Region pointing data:
========

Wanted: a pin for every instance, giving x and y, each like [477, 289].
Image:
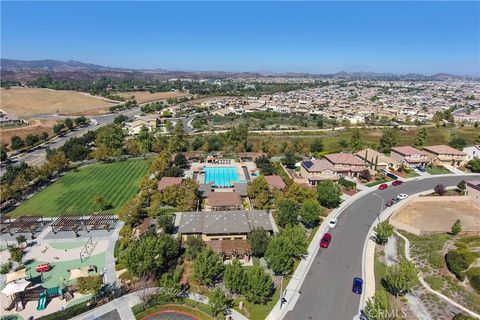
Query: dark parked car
[391, 175]
[357, 285]
[420, 168]
[325, 242]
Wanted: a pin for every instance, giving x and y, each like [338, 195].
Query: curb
[426, 286]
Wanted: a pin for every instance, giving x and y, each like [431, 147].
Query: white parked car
[402, 196]
[333, 223]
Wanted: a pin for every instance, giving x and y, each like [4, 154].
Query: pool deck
[243, 170]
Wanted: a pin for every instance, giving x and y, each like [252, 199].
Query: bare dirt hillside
[34, 101]
[145, 96]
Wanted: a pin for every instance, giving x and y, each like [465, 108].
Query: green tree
[31, 140]
[300, 194]
[89, 285]
[458, 142]
[401, 278]
[388, 140]
[194, 245]
[131, 212]
[234, 277]
[44, 136]
[298, 239]
[421, 138]
[111, 138]
[356, 140]
[218, 302]
[145, 138]
[259, 286]
[3, 154]
[287, 212]
[456, 227]
[316, 145]
[289, 160]
[258, 239]
[279, 255]
[16, 143]
[58, 128]
[329, 194]
[208, 267]
[151, 255]
[383, 231]
[474, 165]
[120, 119]
[171, 286]
[378, 307]
[259, 190]
[16, 254]
[310, 213]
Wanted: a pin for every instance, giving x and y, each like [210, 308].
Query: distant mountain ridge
[12, 69]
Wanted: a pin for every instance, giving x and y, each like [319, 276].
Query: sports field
[76, 191]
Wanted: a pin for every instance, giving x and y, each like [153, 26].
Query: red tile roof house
[275, 182]
[317, 170]
[346, 163]
[410, 156]
[168, 182]
[223, 201]
[473, 191]
[446, 155]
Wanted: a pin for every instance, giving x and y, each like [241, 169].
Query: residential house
[225, 231]
[410, 156]
[473, 191]
[7, 119]
[166, 182]
[317, 170]
[275, 182]
[446, 155]
[223, 201]
[346, 164]
[472, 152]
[377, 160]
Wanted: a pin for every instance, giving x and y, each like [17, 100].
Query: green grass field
[76, 191]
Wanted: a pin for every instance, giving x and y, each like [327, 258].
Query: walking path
[426, 286]
[125, 303]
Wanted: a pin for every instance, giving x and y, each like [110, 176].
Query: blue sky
[317, 37]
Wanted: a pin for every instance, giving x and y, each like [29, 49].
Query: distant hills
[19, 70]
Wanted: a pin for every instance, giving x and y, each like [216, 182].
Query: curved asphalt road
[326, 293]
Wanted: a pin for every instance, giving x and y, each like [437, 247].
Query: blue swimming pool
[221, 176]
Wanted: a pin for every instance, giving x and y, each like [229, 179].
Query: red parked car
[44, 267]
[383, 186]
[325, 242]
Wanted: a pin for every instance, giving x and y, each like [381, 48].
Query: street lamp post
[381, 206]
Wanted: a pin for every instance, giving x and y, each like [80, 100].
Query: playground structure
[75, 223]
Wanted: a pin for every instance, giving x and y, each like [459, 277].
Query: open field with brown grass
[34, 127]
[438, 214]
[145, 96]
[34, 101]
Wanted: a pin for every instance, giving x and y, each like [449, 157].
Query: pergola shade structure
[24, 224]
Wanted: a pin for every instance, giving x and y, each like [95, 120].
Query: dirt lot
[145, 96]
[35, 127]
[33, 101]
[438, 214]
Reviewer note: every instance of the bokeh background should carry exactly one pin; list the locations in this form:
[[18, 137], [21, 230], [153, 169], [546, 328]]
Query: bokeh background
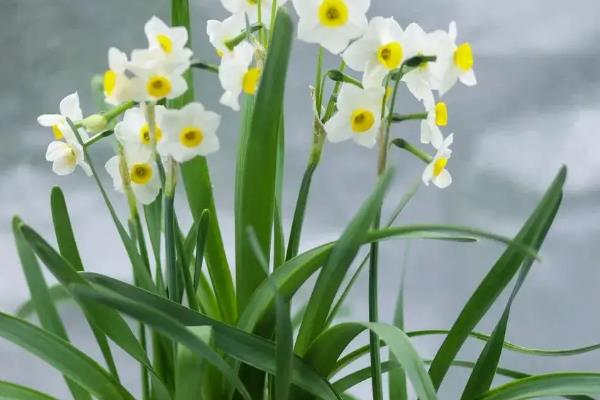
[[537, 106]]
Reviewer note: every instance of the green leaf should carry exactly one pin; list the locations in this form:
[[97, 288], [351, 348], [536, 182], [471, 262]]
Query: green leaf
[[293, 273], [485, 369], [106, 320], [11, 391], [198, 188], [397, 377], [68, 249], [64, 357], [556, 384], [493, 283], [334, 271], [57, 294], [41, 300], [361, 375], [326, 349], [63, 230], [250, 349], [257, 162], [190, 368]]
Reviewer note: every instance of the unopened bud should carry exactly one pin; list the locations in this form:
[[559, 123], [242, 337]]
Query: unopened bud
[[95, 123]]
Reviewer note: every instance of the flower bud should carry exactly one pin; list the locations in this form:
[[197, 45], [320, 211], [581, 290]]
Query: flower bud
[[95, 123]]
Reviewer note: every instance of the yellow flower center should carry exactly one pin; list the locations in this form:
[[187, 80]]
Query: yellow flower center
[[362, 120], [141, 173], [439, 166], [158, 86], [164, 42], [463, 57], [110, 81], [191, 137], [145, 134], [441, 114], [57, 132], [390, 55], [250, 80], [333, 13]]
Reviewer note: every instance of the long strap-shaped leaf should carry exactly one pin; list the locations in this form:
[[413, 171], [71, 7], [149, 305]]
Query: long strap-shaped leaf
[[293, 273], [250, 349], [354, 378], [11, 391], [198, 188], [64, 357], [257, 162], [485, 369], [41, 300], [334, 271], [556, 384], [325, 350], [168, 326], [68, 249], [103, 318], [493, 284]]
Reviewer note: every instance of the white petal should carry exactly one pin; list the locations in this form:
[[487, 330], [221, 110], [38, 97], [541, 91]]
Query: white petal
[[117, 60], [57, 150], [427, 174], [50, 119], [69, 107], [358, 54], [338, 128], [443, 180], [366, 139], [468, 78]]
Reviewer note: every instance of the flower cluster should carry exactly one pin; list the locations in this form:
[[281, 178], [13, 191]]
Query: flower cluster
[[148, 134], [379, 48]]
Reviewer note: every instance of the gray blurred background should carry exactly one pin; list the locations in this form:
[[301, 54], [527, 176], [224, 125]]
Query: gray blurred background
[[537, 106]]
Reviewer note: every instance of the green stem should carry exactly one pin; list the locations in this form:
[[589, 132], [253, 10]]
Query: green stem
[[420, 154], [313, 162], [205, 66], [377, 385]]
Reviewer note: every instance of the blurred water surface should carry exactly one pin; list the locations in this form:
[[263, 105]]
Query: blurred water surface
[[537, 106]]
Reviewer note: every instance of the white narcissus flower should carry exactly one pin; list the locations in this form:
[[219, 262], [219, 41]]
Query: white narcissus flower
[[170, 41], [143, 176], [358, 116], [69, 108], [250, 7], [188, 132], [220, 32], [237, 75], [437, 115], [455, 62], [66, 156], [134, 134], [421, 81], [436, 171], [117, 88], [153, 80], [382, 49], [331, 23]]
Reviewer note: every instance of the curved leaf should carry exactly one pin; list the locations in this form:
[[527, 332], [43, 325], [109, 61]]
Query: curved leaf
[[11, 391], [494, 283], [335, 269], [64, 357], [257, 162], [557, 384], [250, 349]]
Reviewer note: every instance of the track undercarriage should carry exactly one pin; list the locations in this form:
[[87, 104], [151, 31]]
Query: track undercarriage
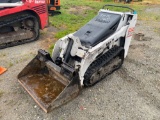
[[104, 65]]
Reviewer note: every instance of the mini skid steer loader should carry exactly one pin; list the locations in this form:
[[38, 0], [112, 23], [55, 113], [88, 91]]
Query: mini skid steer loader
[[80, 59]]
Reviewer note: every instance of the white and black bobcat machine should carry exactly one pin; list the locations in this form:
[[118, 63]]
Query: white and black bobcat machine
[[82, 58]]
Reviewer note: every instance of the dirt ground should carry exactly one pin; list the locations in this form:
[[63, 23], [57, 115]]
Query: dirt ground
[[132, 92]]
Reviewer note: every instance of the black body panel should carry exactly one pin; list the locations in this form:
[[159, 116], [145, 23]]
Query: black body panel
[[98, 29]]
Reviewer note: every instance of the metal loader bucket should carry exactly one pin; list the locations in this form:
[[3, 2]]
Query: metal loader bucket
[[42, 80]]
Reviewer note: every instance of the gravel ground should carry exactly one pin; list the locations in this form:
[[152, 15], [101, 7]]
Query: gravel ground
[[132, 92]]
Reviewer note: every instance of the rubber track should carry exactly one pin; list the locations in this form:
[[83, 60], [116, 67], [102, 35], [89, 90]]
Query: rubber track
[[101, 62], [18, 19]]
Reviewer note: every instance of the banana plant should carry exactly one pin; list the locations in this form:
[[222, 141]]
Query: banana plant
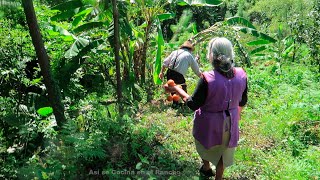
[[235, 26]]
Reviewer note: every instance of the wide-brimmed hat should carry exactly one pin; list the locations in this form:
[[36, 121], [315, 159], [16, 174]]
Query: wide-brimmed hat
[[187, 44]]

========

- _WHAT YOU ARE ASKED TO DO_:
All lines from the start of the entries above through the line containing "like [241, 169]." are to be given again exactly; the pictures are not.

- _COMPLETED EXERCISE_:
Wanted: a pin for every instance, giving x and y, each like [477, 289].
Image:
Query: dark parked car
[391, 175]
[357, 285]
[420, 168]
[325, 242]
Wanted: a pin for every instance, giving x and y, each like [338, 195].
Query: curb
[426, 286]
Wanted: a pin for every instance, giving x and y, each like [431, 147].
Query: white parked car
[402, 196]
[333, 223]
Wanted: a pin for every instance, giving x and y, each like [4, 154].
Query: pool deck
[243, 170]
Wanted: a pin for every instance, giving x and y, each like [252, 199].
Query: bare dirt hillside
[34, 101]
[145, 96]
Wanted: a pin for every instance, giving x and y, each like [465, 108].
Query: green tree
[31, 140]
[300, 194]
[89, 285]
[458, 142]
[401, 278]
[388, 140]
[194, 245]
[131, 212]
[234, 277]
[44, 136]
[298, 239]
[421, 138]
[111, 138]
[356, 140]
[218, 302]
[145, 138]
[259, 286]
[3, 154]
[287, 212]
[456, 227]
[316, 145]
[289, 160]
[258, 239]
[279, 255]
[16, 143]
[58, 128]
[329, 194]
[208, 267]
[151, 255]
[383, 231]
[474, 165]
[120, 119]
[171, 286]
[378, 307]
[259, 190]
[16, 254]
[310, 213]
Wanted: a pin for every instance, giving x and y, each like [210, 308].
Query: distant mountain ridge
[12, 69]
Wanted: a pin for every instance, giving x and y, each like [319, 276].
Query: sports field
[76, 191]
Wanted: a pin for every instance, giving x and y, each like [153, 26].
Query: red tile roof house
[275, 182]
[317, 170]
[346, 163]
[410, 156]
[168, 182]
[223, 201]
[473, 191]
[446, 155]
Wanted: a pin for every instance, giving x and y, each like [241, 169].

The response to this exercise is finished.